_LIST OF TASKS_.
1. Please update the stretch of the Two Chairmen text from "Pub in Westminster, London" through "II listed building.", replacing "pub sign" with "signboard".
2. Name every person mentioned by name in the text about the Two Chairmen.

_SOURCE DOCUMENT_.
__________________________________________________
Listed Building – Grade II
- Official name: THE TWO CHAIRMEN PUBLIC HOUSE
- Designated: 01-Dec-1987
- Reference no.: 1066136

= Two Chairmen =

Pub in Westminster, London

The Two Chairmen is thought to be the oldest public house in Westminster. Its pub sign, featuring two men carrying a sedan chair, can be traced back to 1729. The pub is near Birdcage Walk, where James I had aviaries for exotic birds, and close to St James's Park tube station. It has been called 'The hidden gem of Dartmouth Street' by The London Evening Standard. It is a Grade II listed building.

== History ==
The pub is located on Dartmouth Street opposite the infamous early theatre The Royal Cockpit, which was known as a cockfighting arena. Rebuilt in 1756, it is named after the two men who used to carry sedan chairs for wealthy patrons who frequented the pub in its early days. Apparently the sedan chair carriers would wait in the pub for fares which would appear after the cockfights had finished.

In 1935, the pub was the location of the founding of the Society of Civil Service Authors.

==Notable clientele and mentions==

- In 2007 Nigel Farage, leader of the UK Independence Party, gave an interview to The Daily Telegraph journalist Robert Watts.
__________________________________________________
_LISTED ENTRIES_.
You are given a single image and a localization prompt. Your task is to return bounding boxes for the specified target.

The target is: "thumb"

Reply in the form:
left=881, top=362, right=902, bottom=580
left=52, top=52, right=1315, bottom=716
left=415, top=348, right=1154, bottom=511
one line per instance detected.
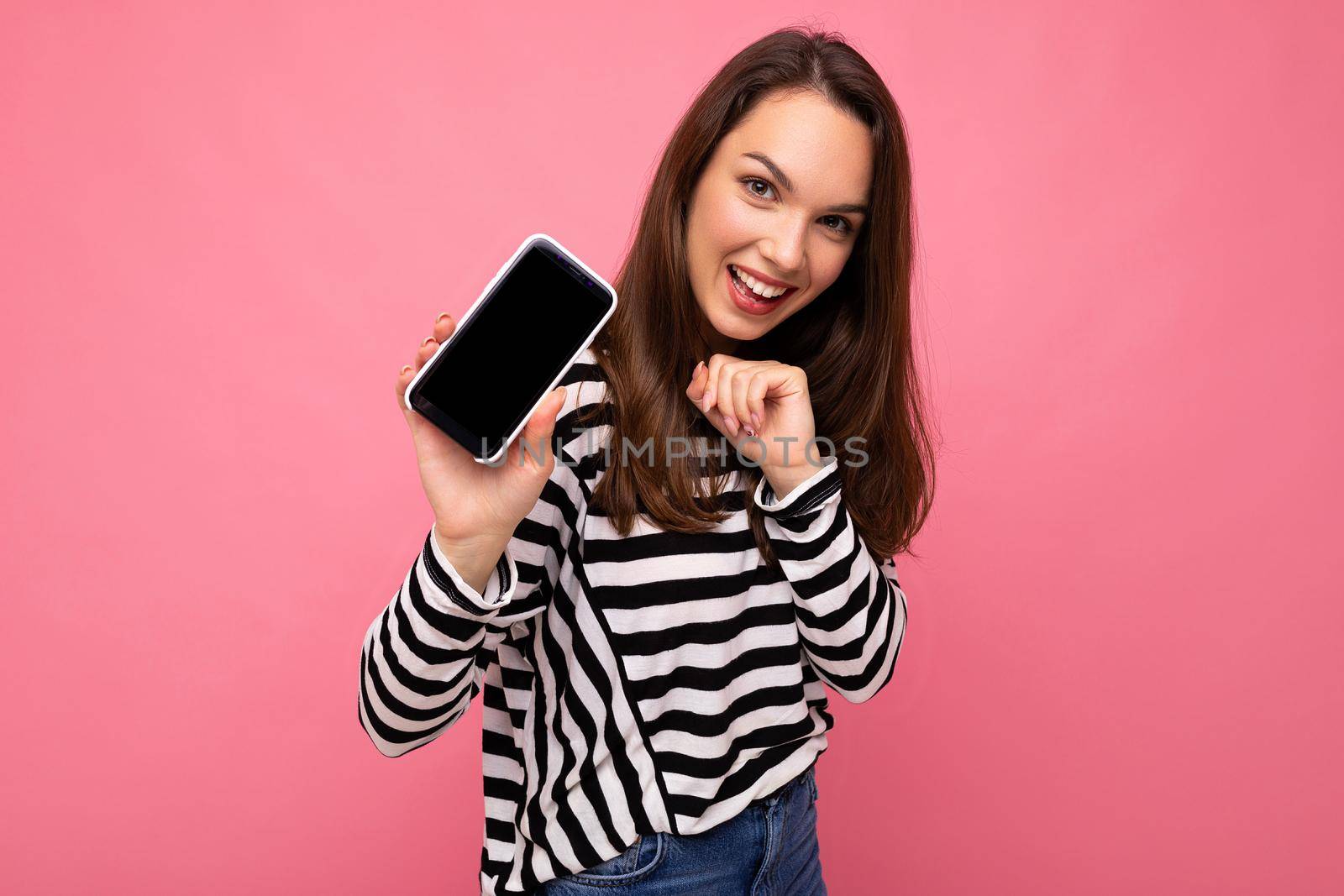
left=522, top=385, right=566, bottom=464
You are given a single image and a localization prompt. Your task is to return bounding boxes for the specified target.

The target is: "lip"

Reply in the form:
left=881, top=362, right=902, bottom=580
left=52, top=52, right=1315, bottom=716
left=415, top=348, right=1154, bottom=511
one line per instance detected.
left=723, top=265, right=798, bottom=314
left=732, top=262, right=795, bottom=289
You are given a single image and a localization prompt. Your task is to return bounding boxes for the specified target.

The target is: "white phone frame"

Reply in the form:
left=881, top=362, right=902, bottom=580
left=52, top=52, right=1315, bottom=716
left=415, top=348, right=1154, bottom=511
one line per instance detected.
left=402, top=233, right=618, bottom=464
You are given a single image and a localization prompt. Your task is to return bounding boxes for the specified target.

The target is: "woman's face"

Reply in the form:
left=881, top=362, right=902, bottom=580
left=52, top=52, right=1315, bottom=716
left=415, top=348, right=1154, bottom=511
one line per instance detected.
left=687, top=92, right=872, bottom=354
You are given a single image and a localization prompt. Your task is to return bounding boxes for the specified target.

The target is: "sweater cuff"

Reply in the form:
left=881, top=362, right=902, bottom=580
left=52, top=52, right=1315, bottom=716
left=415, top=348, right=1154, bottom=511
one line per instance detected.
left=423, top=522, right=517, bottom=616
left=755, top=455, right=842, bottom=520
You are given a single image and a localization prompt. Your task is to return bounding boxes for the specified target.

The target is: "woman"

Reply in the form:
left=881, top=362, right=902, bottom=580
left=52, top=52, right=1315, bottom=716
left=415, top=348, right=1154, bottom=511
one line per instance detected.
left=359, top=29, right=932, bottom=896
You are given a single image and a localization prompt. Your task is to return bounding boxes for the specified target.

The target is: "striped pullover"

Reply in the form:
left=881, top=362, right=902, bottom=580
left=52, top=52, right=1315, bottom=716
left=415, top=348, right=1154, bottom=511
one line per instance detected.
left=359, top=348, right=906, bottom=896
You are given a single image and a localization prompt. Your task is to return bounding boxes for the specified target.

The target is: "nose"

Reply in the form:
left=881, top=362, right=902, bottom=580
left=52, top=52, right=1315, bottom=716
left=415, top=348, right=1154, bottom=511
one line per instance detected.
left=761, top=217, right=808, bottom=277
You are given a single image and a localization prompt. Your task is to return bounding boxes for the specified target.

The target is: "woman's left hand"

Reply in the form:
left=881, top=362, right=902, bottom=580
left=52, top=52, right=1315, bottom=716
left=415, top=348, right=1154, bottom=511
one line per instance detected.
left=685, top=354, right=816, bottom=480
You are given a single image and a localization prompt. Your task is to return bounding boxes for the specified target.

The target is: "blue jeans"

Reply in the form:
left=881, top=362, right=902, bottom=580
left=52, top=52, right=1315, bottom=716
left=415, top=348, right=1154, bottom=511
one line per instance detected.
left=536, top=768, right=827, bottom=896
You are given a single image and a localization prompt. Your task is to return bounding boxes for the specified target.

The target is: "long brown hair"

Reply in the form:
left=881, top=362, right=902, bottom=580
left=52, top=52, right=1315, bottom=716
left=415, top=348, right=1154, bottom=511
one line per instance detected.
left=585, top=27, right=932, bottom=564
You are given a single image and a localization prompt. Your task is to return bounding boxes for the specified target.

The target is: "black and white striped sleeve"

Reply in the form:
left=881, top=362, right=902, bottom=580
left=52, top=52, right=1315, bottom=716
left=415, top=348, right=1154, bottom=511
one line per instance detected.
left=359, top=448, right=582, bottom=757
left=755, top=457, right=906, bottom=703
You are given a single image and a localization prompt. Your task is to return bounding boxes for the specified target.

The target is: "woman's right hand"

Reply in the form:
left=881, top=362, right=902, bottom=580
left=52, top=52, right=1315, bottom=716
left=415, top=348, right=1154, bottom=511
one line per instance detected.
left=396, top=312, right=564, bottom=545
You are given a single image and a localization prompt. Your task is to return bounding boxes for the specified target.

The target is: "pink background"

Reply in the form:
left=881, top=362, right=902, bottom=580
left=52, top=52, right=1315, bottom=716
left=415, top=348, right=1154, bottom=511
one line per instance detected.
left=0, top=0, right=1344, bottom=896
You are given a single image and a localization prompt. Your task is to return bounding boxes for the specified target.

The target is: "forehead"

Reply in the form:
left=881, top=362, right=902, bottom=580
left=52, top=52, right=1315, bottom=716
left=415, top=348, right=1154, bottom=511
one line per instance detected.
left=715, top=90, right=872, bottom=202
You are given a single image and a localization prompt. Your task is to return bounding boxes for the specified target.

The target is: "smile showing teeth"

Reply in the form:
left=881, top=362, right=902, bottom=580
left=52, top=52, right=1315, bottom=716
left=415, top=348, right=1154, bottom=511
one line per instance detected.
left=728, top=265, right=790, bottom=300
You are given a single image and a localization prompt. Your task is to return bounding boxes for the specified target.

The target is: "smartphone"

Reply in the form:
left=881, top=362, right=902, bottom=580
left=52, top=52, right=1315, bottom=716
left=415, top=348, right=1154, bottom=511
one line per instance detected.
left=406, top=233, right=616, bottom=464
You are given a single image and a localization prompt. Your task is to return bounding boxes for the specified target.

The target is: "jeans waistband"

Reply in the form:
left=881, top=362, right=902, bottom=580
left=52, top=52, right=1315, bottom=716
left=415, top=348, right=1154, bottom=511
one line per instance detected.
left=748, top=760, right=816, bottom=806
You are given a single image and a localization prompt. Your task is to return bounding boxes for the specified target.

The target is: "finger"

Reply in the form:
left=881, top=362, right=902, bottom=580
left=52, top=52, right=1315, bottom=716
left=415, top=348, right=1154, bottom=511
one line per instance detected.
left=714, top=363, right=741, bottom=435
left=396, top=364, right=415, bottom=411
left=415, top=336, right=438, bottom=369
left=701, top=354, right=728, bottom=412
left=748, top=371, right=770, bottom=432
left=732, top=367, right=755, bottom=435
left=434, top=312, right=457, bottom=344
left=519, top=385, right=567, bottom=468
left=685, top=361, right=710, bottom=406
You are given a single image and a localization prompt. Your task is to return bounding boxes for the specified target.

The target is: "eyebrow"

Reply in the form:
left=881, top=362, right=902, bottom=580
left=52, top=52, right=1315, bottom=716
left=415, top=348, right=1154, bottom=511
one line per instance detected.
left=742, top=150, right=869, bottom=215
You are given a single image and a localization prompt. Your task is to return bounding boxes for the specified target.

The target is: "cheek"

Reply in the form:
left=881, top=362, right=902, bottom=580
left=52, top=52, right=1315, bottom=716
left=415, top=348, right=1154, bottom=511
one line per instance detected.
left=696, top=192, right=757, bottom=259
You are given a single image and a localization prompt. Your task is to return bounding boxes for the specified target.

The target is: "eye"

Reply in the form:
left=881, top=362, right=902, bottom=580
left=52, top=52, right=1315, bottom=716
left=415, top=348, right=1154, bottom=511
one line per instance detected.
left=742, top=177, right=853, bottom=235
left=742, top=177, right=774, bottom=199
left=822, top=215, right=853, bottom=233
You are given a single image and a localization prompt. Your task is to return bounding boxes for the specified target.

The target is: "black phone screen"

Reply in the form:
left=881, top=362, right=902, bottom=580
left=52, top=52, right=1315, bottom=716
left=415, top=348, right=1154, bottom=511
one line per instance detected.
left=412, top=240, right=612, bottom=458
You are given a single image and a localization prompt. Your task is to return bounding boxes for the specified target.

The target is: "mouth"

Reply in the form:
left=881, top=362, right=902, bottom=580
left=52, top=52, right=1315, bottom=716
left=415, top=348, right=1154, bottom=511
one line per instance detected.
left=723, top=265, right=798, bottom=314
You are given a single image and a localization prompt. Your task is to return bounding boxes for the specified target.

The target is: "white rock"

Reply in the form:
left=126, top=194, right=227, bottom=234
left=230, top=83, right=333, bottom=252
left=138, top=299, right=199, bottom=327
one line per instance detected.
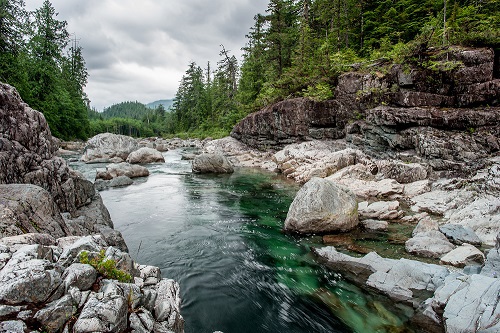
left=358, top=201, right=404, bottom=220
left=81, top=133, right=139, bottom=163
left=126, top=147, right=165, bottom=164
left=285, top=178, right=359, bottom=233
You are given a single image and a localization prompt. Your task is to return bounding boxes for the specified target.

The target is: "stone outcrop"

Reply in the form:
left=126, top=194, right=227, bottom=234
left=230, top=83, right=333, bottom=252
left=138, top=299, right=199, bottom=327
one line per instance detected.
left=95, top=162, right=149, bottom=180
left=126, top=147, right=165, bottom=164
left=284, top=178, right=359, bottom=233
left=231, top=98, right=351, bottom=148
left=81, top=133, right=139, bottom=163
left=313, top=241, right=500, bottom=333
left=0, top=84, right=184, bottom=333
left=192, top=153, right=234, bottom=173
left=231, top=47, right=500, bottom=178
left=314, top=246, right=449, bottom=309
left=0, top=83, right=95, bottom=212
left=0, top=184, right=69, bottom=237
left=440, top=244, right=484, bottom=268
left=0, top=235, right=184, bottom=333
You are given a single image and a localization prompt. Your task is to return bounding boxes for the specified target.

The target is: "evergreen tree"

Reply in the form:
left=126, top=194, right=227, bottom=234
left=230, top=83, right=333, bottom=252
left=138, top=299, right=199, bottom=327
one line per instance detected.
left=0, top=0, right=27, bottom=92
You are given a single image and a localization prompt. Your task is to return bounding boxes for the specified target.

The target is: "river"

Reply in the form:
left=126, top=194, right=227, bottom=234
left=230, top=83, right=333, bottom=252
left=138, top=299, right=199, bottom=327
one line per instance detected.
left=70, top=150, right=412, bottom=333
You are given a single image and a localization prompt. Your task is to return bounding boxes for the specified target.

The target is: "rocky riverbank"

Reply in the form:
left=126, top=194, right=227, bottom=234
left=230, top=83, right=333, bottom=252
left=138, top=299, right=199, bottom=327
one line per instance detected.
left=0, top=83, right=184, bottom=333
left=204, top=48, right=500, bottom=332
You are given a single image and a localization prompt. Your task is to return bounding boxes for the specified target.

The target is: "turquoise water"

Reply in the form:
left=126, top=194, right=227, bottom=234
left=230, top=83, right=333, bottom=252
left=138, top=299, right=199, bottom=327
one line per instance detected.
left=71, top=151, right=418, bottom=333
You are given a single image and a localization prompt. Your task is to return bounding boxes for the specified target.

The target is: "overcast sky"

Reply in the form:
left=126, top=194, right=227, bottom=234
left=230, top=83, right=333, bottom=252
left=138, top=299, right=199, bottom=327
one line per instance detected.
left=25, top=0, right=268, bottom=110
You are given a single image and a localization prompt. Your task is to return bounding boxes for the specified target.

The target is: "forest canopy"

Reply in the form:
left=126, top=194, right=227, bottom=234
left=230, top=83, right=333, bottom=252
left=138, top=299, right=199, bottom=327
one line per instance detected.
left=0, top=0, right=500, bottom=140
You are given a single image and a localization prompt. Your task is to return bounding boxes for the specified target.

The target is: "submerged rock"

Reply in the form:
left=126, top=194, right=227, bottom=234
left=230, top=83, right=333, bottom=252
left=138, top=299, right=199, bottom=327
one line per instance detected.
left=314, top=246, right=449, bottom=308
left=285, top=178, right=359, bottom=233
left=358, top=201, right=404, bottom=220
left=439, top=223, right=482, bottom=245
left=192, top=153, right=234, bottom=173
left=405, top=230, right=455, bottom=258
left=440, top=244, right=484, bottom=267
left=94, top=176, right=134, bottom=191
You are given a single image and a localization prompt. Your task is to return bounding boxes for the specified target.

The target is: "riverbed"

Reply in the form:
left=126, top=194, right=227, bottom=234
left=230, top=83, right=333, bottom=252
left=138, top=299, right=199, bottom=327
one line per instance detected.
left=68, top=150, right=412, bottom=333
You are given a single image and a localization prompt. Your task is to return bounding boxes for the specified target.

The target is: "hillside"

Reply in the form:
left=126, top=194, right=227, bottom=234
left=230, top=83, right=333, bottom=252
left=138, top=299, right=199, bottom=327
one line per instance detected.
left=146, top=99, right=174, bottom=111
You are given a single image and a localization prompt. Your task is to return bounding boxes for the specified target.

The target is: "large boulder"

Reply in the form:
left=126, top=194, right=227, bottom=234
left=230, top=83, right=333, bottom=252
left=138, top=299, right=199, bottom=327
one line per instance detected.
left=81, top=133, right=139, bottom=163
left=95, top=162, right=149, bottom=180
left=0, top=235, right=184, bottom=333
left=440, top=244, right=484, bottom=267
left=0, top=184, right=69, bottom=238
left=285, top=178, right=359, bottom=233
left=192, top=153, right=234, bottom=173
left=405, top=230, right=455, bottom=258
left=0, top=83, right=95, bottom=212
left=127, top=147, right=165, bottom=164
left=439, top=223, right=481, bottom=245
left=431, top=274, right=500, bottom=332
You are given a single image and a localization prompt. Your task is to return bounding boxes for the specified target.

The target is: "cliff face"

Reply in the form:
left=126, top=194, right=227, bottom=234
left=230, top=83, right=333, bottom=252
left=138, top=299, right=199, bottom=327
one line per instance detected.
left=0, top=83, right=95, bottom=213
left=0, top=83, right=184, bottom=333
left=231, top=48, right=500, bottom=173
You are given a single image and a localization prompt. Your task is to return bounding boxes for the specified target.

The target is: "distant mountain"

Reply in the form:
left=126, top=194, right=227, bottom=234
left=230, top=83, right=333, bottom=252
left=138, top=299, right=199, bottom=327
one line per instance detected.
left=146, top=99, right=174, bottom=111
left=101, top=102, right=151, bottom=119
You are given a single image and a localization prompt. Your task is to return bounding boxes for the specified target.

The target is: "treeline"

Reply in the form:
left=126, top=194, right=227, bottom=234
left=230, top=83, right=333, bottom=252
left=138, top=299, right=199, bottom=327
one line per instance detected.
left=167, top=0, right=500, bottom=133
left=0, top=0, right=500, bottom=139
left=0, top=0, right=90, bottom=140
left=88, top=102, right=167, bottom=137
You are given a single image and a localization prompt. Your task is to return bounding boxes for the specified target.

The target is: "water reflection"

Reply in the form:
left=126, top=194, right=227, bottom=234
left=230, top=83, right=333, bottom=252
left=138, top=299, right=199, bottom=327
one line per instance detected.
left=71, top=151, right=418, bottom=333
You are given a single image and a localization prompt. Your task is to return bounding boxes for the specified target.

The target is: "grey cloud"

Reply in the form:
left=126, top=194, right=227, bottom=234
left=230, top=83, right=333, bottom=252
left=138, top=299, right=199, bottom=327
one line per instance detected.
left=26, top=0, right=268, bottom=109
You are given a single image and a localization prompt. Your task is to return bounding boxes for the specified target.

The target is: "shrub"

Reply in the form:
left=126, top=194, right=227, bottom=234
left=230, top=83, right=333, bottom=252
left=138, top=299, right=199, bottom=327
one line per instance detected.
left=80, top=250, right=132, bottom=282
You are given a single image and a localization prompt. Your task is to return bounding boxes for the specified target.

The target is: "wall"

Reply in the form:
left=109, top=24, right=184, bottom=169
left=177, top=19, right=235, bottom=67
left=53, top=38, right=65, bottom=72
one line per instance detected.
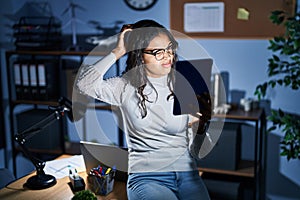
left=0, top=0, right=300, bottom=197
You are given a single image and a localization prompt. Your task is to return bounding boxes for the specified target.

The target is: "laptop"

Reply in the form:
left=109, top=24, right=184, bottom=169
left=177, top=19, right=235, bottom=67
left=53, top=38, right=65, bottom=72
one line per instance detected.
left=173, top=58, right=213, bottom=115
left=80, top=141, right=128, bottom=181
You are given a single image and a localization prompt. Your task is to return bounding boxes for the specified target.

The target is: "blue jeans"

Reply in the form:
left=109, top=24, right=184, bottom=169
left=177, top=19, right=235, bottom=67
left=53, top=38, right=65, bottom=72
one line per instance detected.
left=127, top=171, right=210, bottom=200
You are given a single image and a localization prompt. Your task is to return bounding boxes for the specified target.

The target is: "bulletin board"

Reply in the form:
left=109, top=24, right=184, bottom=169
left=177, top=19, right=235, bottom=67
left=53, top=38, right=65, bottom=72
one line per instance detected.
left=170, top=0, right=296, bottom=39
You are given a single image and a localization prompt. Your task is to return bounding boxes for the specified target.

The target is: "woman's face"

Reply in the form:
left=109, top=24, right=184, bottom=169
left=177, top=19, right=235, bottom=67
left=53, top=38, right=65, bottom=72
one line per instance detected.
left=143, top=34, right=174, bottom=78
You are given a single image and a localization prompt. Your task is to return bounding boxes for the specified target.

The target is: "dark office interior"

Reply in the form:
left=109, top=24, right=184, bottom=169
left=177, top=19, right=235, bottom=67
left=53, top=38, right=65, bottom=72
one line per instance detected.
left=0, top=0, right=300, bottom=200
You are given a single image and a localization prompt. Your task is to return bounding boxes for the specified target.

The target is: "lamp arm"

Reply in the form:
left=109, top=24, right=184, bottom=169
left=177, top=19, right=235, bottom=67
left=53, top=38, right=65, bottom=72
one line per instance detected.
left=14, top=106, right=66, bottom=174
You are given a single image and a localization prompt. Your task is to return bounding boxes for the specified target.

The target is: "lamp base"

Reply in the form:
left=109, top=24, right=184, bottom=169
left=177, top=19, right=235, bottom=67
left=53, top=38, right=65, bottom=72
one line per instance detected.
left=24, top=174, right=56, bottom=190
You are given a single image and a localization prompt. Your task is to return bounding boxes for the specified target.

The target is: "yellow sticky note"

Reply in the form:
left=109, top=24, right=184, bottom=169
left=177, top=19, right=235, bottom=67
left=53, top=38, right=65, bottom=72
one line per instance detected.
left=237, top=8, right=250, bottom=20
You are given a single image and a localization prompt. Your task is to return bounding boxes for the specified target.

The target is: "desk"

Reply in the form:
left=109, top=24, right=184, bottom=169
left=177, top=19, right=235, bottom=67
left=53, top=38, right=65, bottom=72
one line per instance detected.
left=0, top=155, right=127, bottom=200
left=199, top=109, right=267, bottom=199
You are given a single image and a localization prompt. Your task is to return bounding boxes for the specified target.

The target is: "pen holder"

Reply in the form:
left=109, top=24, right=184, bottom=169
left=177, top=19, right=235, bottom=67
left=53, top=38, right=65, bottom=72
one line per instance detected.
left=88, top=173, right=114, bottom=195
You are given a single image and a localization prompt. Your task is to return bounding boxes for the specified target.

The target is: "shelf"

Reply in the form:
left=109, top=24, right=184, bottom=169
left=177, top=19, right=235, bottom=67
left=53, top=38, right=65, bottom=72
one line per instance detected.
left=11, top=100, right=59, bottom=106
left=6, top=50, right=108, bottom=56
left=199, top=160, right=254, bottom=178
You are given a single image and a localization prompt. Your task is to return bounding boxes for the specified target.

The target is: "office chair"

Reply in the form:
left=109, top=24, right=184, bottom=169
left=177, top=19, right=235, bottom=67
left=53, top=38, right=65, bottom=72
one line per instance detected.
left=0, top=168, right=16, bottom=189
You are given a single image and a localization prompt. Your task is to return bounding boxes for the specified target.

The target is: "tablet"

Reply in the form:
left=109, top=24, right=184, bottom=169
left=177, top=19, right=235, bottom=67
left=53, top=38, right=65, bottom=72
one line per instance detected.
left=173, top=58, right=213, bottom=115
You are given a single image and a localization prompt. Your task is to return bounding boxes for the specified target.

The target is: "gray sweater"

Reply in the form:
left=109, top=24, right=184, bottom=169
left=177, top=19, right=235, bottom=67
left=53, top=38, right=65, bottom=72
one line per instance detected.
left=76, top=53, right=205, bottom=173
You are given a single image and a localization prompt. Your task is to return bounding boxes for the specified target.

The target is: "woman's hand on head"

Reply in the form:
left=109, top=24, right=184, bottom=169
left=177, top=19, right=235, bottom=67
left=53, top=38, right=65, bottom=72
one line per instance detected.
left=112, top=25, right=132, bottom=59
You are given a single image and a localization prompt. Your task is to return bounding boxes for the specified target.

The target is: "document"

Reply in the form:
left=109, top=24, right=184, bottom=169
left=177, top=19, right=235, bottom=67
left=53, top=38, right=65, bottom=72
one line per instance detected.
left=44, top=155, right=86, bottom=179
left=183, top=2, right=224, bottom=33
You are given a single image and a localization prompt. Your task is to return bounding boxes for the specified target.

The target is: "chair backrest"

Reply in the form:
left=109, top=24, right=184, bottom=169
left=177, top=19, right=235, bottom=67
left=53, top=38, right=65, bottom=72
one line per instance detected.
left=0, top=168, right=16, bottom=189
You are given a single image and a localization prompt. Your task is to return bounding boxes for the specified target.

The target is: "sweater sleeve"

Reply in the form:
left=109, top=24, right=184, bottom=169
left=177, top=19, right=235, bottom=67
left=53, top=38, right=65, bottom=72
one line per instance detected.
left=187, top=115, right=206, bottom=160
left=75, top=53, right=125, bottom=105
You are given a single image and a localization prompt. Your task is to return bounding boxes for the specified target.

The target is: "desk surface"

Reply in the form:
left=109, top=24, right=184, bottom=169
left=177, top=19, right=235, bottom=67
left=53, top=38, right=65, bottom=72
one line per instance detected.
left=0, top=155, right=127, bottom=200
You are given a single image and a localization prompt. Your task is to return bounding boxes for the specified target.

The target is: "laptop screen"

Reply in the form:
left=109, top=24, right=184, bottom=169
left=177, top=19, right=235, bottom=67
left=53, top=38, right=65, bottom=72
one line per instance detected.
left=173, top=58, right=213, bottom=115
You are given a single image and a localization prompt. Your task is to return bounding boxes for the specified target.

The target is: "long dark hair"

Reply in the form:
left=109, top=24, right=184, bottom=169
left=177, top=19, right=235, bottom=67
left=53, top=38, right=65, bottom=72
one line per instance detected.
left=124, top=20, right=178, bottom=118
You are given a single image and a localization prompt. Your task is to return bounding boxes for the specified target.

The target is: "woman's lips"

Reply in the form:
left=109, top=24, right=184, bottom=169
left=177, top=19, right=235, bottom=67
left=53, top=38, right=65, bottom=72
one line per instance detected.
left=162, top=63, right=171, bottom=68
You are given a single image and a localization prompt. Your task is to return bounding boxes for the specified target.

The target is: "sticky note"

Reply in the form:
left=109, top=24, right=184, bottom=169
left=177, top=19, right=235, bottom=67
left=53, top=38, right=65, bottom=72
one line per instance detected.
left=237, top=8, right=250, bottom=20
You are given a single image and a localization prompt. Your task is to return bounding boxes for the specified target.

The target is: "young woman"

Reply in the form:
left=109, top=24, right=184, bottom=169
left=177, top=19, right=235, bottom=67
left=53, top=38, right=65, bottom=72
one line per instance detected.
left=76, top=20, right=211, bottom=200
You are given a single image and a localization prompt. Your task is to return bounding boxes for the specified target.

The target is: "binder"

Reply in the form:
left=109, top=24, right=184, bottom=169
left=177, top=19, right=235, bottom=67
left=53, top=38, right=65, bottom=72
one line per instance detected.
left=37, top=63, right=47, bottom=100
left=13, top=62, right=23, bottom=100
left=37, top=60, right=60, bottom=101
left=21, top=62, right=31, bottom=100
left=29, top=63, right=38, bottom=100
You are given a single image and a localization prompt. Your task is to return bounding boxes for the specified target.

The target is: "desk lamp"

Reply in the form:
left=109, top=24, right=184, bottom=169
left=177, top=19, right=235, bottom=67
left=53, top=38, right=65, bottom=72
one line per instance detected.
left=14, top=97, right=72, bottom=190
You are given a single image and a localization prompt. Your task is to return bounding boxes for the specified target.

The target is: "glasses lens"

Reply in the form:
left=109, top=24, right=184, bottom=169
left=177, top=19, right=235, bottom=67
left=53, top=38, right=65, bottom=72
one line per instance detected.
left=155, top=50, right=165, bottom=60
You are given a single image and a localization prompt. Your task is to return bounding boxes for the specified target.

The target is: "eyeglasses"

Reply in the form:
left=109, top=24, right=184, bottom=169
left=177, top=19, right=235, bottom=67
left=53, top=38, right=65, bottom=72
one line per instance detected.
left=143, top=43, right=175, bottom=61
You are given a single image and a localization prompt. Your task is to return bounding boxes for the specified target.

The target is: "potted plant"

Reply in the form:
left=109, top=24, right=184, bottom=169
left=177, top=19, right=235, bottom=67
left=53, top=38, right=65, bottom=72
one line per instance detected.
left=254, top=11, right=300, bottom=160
__________________________________________________
_RESULTS IN ORDER_.
1.
Pub in Westminster, London

The Two Chairmen is thought to be the oldest public house in Westminster. Its signboard, featuring two men carrying a sedan chair, can be traced back to 1729. The pub is near Birdcage Walk, where James I had aviaries for exotic birds, and close to St James's Park tube station. It has been called 'The hidden gem of Dartmouth Street' by The London Evening Standard. It is a Grade II listed building.

2. James I, Nigel Farage, Robert Watts